» Aim of the task
Give back exactly the lines from the one containing "Prompt: place one marker on each instance of the street" through the end of the records, including both, and no others.

[Point labeling dataset excerpts]
•••••

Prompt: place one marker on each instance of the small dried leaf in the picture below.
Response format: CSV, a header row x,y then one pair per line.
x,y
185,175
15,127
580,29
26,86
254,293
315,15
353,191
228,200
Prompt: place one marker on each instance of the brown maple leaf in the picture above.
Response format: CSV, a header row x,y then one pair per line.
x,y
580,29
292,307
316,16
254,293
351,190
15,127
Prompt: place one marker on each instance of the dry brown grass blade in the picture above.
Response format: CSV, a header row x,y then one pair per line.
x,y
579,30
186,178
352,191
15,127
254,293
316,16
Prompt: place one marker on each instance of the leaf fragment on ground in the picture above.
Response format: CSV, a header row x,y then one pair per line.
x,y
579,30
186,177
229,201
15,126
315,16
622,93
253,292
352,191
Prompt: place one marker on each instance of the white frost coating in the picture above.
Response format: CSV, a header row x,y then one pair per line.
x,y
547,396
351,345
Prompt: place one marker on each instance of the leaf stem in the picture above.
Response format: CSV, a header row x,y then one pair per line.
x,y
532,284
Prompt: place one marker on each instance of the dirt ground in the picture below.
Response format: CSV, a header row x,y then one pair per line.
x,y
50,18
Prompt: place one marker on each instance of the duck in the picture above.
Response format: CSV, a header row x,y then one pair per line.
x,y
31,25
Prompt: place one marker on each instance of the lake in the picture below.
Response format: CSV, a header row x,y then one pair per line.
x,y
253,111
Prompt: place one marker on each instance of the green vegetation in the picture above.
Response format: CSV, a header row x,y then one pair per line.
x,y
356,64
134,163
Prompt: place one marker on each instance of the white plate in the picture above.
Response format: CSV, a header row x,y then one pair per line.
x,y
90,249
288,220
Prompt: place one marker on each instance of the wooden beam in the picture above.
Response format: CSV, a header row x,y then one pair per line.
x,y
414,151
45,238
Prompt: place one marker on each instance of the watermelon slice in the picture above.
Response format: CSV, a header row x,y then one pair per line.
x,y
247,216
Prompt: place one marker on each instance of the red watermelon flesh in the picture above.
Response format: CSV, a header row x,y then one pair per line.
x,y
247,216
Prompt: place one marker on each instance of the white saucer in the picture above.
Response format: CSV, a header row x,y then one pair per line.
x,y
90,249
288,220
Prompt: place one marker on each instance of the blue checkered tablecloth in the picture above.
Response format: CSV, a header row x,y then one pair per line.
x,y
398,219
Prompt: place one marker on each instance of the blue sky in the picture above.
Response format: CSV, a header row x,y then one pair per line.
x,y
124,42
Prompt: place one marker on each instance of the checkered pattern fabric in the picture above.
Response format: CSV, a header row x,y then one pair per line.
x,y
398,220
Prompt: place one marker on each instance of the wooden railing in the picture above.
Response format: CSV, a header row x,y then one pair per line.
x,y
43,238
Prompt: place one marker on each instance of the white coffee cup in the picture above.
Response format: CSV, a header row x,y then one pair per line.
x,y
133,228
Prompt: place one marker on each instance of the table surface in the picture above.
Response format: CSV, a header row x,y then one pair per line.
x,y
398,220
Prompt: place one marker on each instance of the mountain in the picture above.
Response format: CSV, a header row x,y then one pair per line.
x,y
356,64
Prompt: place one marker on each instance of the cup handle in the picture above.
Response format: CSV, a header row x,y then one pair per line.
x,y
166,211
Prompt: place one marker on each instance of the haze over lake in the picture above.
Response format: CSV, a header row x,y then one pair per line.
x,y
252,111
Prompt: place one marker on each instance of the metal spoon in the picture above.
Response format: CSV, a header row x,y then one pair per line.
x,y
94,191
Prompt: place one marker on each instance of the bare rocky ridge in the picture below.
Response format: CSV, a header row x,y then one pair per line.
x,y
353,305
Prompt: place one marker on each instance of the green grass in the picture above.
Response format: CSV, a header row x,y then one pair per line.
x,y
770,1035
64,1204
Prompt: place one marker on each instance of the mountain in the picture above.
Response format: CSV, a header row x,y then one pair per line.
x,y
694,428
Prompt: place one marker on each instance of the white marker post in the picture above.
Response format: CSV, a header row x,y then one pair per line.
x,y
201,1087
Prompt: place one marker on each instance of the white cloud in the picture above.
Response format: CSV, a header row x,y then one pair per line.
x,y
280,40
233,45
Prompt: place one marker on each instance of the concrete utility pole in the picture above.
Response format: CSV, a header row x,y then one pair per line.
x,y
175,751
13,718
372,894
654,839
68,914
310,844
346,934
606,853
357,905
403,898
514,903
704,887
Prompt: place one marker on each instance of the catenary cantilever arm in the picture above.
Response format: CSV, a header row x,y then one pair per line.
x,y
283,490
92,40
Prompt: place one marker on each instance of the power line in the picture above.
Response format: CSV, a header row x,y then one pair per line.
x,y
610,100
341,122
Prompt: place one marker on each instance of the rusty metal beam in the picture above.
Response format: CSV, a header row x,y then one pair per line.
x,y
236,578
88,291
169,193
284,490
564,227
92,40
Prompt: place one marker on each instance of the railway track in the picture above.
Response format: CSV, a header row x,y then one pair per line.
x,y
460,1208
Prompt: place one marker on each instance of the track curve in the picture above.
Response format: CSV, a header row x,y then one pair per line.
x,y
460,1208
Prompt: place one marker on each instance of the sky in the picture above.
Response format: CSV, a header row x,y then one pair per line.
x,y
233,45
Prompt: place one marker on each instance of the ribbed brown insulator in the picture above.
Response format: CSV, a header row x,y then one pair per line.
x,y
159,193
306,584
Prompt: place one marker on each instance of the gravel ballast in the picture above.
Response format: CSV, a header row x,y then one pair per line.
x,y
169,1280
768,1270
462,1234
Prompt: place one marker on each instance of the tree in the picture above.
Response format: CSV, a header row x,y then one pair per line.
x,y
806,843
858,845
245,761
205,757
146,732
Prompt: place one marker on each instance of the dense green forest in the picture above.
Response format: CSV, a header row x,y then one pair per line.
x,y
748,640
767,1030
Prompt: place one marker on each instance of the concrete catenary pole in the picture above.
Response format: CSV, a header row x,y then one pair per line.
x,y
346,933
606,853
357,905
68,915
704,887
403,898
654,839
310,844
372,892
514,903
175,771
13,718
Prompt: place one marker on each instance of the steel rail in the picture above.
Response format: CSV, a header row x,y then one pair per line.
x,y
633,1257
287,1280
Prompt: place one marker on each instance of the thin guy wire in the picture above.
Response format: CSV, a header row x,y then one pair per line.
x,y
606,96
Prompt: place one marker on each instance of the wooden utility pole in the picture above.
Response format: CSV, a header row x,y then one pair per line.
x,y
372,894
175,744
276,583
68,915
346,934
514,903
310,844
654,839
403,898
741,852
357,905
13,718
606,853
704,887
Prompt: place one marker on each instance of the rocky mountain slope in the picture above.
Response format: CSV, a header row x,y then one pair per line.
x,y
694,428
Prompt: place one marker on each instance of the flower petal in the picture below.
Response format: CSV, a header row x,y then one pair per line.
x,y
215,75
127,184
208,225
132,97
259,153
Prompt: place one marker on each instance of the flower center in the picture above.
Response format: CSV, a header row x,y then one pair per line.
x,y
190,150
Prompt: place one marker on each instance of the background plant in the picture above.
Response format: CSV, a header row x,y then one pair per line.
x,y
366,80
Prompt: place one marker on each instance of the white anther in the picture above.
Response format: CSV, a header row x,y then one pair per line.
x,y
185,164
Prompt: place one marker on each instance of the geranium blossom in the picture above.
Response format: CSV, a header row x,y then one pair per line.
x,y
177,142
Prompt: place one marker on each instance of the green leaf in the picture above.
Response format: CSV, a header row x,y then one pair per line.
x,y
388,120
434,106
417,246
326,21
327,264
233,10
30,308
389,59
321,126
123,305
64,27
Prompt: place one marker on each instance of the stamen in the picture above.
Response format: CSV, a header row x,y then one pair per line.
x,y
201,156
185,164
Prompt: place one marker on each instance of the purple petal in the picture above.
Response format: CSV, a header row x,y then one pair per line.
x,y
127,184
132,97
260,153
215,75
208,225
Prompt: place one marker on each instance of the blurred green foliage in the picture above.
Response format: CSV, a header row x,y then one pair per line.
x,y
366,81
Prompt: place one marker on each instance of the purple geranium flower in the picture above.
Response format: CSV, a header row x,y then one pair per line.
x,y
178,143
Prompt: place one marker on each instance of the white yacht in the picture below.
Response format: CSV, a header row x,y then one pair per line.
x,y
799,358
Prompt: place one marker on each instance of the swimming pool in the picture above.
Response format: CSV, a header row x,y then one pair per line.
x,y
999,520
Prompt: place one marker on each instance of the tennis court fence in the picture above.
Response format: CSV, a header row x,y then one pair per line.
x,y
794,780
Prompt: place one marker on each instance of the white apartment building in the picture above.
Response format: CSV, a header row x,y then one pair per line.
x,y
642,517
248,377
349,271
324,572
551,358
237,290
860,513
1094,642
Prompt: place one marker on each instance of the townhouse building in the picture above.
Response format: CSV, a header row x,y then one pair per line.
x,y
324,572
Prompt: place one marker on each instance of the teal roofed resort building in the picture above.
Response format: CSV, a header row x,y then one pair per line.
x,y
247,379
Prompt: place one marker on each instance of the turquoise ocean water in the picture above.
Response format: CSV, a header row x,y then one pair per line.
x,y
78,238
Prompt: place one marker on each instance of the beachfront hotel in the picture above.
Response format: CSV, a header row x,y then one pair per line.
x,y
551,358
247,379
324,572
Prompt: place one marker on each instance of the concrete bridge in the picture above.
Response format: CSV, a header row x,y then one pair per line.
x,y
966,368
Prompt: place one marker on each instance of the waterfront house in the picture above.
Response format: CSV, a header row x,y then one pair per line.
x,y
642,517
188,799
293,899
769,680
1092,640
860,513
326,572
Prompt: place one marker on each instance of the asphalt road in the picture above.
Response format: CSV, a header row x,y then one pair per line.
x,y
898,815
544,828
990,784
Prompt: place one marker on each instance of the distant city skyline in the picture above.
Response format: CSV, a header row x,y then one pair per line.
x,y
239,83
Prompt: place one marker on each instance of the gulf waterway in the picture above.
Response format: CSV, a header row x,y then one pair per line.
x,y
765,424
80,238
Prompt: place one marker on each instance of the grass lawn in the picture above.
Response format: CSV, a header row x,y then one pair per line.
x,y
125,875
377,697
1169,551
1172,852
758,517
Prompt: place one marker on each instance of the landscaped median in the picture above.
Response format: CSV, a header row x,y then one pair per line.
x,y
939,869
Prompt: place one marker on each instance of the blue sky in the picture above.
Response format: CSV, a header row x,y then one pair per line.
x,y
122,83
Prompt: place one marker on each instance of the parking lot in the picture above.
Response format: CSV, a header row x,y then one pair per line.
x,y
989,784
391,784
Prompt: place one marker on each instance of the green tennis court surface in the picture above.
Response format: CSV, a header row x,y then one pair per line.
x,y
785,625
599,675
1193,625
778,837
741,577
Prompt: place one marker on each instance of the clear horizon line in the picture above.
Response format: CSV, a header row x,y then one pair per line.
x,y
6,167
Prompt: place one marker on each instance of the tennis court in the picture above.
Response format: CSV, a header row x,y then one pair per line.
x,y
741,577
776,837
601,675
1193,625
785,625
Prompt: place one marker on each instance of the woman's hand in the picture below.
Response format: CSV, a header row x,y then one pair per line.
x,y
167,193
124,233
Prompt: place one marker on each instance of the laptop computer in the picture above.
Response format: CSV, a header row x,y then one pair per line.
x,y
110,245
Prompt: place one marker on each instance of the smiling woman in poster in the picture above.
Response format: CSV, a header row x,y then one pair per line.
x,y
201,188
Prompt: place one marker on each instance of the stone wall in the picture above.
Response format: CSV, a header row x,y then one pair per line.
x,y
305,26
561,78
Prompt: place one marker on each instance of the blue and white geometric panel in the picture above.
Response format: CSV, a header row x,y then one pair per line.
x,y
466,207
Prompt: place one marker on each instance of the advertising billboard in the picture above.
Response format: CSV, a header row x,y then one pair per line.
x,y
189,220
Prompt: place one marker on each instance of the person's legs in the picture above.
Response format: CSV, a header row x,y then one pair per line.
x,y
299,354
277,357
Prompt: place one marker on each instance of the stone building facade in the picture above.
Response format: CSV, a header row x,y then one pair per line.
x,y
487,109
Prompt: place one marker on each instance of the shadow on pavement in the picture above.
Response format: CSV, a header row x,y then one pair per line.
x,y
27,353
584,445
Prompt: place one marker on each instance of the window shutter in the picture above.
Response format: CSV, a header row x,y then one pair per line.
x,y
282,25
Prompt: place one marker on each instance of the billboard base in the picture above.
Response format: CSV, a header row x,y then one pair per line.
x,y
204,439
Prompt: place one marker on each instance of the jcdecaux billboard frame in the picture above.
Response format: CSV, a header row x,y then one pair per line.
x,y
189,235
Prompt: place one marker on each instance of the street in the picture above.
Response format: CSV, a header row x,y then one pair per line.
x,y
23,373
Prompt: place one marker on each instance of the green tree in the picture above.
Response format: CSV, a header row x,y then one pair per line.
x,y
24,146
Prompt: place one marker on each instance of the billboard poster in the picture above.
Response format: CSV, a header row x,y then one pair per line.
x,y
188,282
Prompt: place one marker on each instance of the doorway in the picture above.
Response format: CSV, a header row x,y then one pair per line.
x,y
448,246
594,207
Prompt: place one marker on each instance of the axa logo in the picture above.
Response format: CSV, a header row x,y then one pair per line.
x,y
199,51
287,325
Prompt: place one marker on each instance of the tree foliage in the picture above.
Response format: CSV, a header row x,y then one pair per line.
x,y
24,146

•••••

» Expected output
Prompt: place one marker on each instance of the street in the picture above.
Response format: CSV, a header row x,y then one pair per line.
x,y
23,373
Prompt: place one marker on each instance of the green tree in the picture above.
Response format: CSV, a header row x,y then one pair per line.
x,y
24,146
Prompt: place one marker on each instance of the billboard poster in the picture above.
Response format: CSV, a header row x,y then one pair per line.
x,y
188,282
Prompt: place one marker on each instance of the doorway in the picture above.
Response format: CSV, a header row x,y then one pair per line.
x,y
448,246
594,207
Prompt: place one marker on each instance of the axa logo in the picture above.
Response format: CSV, a header row x,y then one pair per line.
x,y
199,51
287,325
Prompt: place one marker on each instance of the tree foliage in the picture above.
Response format: CSV, a header row x,y then one pair per line.
x,y
24,146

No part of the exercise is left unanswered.